Problem description
Search term "above": work out how many lines of the data below contain it, and answer with that number alone.

Records for processing

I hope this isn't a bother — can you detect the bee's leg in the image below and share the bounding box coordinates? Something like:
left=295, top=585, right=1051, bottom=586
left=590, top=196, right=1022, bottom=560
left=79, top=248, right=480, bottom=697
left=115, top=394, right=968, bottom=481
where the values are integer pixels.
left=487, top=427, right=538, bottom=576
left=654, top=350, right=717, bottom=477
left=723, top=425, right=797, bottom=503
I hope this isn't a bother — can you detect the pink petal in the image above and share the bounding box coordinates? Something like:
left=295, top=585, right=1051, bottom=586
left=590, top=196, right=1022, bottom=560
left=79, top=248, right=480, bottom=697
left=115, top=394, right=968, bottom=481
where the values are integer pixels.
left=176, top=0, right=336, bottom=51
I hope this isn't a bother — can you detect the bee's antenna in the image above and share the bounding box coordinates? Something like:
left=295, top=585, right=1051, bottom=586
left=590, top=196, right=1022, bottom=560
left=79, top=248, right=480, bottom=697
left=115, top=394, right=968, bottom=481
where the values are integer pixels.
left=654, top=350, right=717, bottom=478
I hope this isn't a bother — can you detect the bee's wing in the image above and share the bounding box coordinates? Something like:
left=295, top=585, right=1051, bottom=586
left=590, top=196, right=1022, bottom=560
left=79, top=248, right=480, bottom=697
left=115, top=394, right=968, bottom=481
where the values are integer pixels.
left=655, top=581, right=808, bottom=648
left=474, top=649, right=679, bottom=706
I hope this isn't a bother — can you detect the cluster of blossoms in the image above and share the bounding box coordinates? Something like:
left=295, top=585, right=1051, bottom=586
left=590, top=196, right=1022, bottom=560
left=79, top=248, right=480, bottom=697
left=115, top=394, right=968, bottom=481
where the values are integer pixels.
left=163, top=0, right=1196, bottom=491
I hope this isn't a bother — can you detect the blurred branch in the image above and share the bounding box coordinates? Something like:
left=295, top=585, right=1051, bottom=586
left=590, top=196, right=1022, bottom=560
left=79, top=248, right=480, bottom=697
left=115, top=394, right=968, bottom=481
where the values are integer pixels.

Solution to this task
5